--- BEGIN SUPPLIED ENTRIES ---

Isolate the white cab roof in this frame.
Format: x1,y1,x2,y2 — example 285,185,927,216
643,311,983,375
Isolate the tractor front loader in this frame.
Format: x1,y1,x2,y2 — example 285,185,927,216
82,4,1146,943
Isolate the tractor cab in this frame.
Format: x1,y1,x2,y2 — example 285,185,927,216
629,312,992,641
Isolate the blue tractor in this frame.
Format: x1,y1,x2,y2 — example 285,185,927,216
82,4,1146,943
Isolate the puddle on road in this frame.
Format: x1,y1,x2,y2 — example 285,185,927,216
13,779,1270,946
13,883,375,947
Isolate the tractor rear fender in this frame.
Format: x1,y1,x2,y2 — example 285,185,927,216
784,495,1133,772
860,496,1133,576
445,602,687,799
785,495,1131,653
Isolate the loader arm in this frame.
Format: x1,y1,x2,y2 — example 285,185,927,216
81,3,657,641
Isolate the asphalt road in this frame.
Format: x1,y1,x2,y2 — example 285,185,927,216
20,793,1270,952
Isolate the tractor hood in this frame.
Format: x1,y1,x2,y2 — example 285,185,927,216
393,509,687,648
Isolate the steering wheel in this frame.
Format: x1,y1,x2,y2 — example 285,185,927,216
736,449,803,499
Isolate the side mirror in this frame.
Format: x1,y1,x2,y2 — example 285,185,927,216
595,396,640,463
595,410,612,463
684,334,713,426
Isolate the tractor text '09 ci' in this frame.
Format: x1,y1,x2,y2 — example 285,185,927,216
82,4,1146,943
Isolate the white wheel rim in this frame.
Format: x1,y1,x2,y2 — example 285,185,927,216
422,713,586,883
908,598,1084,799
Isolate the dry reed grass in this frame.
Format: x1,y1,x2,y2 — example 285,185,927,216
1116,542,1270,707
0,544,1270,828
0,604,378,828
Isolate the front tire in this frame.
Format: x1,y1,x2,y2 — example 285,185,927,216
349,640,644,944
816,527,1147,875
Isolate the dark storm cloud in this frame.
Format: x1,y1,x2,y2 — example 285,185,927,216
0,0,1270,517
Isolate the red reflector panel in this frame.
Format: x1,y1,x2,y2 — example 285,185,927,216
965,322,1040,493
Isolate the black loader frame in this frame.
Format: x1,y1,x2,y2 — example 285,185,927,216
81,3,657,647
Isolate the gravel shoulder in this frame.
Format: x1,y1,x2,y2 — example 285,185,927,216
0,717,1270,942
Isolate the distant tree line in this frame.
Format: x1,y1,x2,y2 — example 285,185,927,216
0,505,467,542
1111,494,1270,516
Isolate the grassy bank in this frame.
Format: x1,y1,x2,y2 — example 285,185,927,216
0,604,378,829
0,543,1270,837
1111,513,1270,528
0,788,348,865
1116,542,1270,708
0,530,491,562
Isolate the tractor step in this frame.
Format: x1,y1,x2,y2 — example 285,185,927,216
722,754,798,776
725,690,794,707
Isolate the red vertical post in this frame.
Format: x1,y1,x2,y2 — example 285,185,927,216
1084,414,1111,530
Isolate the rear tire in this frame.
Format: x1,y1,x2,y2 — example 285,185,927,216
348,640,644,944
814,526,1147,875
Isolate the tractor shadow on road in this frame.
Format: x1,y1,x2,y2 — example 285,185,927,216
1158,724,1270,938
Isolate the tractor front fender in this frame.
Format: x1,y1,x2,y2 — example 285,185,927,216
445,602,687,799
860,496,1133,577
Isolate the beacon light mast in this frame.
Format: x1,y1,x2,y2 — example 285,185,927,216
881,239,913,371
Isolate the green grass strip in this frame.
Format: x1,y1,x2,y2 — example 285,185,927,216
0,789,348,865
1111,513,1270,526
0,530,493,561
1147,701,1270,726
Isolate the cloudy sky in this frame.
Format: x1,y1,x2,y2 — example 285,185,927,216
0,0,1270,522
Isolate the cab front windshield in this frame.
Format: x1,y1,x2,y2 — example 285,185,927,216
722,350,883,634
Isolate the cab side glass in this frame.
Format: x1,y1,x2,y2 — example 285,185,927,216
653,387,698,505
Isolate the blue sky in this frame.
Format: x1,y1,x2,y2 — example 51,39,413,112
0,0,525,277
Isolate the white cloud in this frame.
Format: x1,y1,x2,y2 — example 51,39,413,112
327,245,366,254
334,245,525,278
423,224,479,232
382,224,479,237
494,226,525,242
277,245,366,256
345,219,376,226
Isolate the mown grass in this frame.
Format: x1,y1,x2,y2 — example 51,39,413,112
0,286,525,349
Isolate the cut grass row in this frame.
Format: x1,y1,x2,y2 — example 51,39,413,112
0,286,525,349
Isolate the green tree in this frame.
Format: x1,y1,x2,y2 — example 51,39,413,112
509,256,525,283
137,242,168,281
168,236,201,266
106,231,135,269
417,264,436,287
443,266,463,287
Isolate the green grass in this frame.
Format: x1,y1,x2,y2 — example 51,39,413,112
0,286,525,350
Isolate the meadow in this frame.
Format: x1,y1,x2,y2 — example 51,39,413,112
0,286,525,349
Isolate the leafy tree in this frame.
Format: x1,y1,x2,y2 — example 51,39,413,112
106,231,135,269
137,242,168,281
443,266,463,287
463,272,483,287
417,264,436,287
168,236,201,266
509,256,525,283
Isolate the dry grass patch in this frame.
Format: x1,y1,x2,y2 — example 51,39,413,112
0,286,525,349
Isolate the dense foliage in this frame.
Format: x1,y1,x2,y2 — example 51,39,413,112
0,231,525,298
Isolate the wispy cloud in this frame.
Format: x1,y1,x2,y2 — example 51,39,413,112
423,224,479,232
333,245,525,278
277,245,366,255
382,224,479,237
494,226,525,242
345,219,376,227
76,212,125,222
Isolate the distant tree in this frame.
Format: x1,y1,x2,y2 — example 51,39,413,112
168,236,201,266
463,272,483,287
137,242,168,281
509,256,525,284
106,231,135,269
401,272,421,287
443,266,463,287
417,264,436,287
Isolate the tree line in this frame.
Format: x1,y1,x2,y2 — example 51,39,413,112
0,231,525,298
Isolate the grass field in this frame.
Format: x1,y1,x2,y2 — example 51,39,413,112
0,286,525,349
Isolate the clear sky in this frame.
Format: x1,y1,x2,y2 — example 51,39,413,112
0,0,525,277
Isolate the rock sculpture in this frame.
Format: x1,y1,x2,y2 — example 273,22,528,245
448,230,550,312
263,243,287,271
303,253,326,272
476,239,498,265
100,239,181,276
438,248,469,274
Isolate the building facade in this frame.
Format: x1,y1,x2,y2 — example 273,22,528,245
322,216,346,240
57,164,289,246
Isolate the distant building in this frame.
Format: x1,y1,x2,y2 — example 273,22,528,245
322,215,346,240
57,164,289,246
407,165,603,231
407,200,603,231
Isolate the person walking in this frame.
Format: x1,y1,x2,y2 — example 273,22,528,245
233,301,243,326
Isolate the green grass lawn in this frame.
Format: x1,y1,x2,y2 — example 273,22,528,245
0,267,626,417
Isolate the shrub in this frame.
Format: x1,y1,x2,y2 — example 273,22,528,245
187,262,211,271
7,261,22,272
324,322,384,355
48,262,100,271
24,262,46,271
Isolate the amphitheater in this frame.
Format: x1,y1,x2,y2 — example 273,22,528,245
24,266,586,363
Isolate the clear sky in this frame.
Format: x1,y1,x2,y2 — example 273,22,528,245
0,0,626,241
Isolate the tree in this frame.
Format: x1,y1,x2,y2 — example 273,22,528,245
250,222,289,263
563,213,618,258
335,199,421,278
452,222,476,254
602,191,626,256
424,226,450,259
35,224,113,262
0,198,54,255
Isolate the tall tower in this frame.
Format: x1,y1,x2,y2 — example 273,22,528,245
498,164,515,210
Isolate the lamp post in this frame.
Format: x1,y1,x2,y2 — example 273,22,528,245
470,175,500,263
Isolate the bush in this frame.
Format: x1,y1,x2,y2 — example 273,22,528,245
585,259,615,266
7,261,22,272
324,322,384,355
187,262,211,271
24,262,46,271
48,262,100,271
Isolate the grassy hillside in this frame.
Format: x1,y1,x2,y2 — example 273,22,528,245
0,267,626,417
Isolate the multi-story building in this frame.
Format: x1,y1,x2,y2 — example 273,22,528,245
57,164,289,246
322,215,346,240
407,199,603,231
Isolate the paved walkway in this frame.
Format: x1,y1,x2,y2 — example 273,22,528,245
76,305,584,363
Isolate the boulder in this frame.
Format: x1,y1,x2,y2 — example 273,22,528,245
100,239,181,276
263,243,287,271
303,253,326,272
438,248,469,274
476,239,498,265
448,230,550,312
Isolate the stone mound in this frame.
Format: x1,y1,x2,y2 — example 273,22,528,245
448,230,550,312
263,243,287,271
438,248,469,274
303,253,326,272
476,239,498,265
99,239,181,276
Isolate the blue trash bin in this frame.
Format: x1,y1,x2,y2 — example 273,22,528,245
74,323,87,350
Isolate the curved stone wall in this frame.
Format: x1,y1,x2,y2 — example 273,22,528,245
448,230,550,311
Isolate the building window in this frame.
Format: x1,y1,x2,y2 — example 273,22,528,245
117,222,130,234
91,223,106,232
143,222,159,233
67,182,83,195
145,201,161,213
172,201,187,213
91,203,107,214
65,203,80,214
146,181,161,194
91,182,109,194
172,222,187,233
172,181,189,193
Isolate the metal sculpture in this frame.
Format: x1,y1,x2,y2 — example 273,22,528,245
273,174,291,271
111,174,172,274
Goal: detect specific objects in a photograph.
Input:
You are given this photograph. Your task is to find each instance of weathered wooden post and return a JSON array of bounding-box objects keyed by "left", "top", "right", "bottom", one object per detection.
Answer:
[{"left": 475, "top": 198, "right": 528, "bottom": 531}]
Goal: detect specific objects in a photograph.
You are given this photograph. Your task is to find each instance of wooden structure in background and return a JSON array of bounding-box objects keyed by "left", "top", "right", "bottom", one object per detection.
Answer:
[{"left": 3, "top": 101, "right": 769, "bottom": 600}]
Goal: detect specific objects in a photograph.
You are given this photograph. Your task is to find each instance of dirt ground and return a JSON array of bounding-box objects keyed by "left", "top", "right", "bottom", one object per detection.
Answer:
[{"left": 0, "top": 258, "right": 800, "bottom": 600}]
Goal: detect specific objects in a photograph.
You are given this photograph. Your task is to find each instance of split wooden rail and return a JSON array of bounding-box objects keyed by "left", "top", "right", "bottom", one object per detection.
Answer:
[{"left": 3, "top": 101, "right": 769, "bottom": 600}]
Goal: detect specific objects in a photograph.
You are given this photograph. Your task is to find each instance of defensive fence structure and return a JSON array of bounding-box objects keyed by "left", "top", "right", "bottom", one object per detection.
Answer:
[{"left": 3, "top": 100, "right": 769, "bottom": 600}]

--- END SUPPLIED ENTRIES ---

EXERCISE INSTRUCTIONS: Reproduce every line of the records, from the line containing "Isolate the cut grass row in this frame." down to the line containing "76,212,125,222", keeping the text lines as they stand and adding -21 to each coordinate in the answers.

EXERCISE RESULT:
Isolate the cut grass row in this frame.
Format: x1,y1,x2,y2 — example 51,39,413,112
-21,265,504,328
Isolate the green tree in this frame.
Format: x1,y1,x2,y2 — example 51,39,413,112
488,235,504,262
116,221,147,260
147,215,180,245
85,210,114,248
396,243,415,266
422,245,442,266
Isolate the green grass in this frame.
Format: x1,y1,x2,y2 — example 51,39,413,112
-21,265,504,329
Isolate the meadow in this frame.
Format: x1,y1,x2,y2 — example 51,39,413,112
-21,265,504,328
Isolate the leafy tree in this frame.
Format: x1,y1,x2,y2 — example 51,39,413,112
85,210,114,248
116,221,147,260
422,245,442,266
442,251,462,266
396,243,415,266
147,215,180,245
488,235,504,262
Isolate the dry grass patch in this frame.
Format: x1,y1,x2,y2 — example 51,39,413,112
-21,265,504,328
Isolate the dense foliage in this frame.
Format: x1,y1,x2,y2 — example 51,39,413,112
-21,210,504,277
Isolate the wispy cloud in this frame.
Format: x1,y1,x2,y2 — example 51,39,413,112
402,203,458,211
312,224,504,257
256,224,345,234
361,203,458,216
473,205,504,221
324,198,355,206
55,191,104,201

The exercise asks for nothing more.